**本文抜粋**:
++++++++

歯科助手としての業務の中で、歯式を正しく理解し記録することは非常に重要です。
この記事では、歯式とは何か、その取り方と覚え方、さらに注意すべき点をわかりやすく解説します。
歯式とは何?
歯式は歯の位置と種類を表す記号
歯式とは、歯の位置や種類を示すための記号や数字の組み合わせで、歯科医療の現場では患者の歯の状態を記録・共有するために使われます。
主な方式には「FDI歯式」と「Zsigmondy-Palmer方式」がありますが、日本では主に後者が用いられます。
Zsigmondy-Palmer方式とは?
中央の歯を「1番」とし、隣へ向かって「2番」「3番」…と数えます。犬歯は3番、第一小臼歯は4番、最奥の親知らずは8番です。乳歯に親知らずはありません。
永久歯の歯式

永久歯は上の前歯から親知らずまで1~8番で表されます。親知らずを含まない場合は7番までです。

++++++++

**提供データ**:
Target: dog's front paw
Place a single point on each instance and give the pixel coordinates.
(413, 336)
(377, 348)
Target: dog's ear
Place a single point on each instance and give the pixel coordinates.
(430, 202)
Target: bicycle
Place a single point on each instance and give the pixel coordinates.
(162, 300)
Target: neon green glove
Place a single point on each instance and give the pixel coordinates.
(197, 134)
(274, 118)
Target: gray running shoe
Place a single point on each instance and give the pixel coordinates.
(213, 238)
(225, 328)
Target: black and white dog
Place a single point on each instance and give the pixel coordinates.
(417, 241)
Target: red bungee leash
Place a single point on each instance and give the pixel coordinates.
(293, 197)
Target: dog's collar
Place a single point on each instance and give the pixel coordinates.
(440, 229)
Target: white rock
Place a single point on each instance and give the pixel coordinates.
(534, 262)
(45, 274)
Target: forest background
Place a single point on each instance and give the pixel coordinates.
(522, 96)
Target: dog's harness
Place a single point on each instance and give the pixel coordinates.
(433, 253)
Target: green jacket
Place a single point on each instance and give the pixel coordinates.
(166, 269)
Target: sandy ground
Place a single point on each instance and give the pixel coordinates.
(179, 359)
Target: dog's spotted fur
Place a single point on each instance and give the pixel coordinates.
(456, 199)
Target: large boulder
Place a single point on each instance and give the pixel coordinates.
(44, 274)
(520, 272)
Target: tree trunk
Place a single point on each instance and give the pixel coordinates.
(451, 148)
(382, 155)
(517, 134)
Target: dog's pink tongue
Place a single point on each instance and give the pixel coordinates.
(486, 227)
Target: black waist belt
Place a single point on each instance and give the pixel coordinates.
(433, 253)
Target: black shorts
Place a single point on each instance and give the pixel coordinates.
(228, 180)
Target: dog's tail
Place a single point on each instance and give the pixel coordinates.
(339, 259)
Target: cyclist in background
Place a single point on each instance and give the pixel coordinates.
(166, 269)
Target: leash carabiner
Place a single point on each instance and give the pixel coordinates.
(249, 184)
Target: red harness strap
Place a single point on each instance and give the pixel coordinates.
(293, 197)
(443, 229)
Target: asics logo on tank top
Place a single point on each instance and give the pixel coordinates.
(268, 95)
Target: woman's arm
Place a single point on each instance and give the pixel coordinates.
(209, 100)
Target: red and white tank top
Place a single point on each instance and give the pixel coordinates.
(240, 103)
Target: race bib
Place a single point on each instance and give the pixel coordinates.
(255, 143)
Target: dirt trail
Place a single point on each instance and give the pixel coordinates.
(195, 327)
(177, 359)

++++++++

**設問**:
a - 歯式についての本文によると、日本で主に用いられている歯式の方式は何か。
b - 歯式についての本文にある一文「犬歯は3番、第一小臼歯は4番、最奥の親知らずは8番です。」を英語に訳しなさい。
c - 歯式についての本文を、最後の文の後から書き継ぎなさい。
データはこの作業には関係しない。

**解答**:
a - Zsigmondy-Palmer方式である。

b - The canine is number 3, the first premolar is number 4, and the wisdom tooth at the very back is number 8.

c -
乳歯の歯式

乳歯はA~Eのアルファベットで表記します。上からA、下へ向かってEまでの順です。
FDI歯式とは?

FDI方式では口腔を4つの象限に分け、2桁の数字で歯を表します。最初の数字が象限(右上1、左上2、左下3、右下4)、次の数字が歯の位置を示します。
永久歯は右上から「11」、乳歯は右上から「51」になります。
歯式はどうやって取る?
歯式を取る手順
①口腔内の確認
まず、歯科医師や歯科衛生士が口腔内の状態を確認します。
②象限の特定
永久歯は右上1・左上2・左下3・右下4、乳歯は右上5からスタートします。
③歯の番号付け
各象限内の歯を中切歯から順に番号付けします。例:11~18、21~28、31~38、41~48。
④記録
歯科用カルテに記録します。欠損や治療済みの歯も正確に記載します。
歯式を取る意味は?
歯式は歯科現場の共通言語になる
歯式を記録することで、歯科医師やスタッフ間の情報共有が円滑になります。治療計画や過去の経過確認にも役立ちます。
患者の口腔内状況を正確に把握するため
乳歯と永久歯が混在する「混合歯列期」では、どの歯が生え、抜けているかを把握するために歯式が重要です。
歯式を正確に覚えるには?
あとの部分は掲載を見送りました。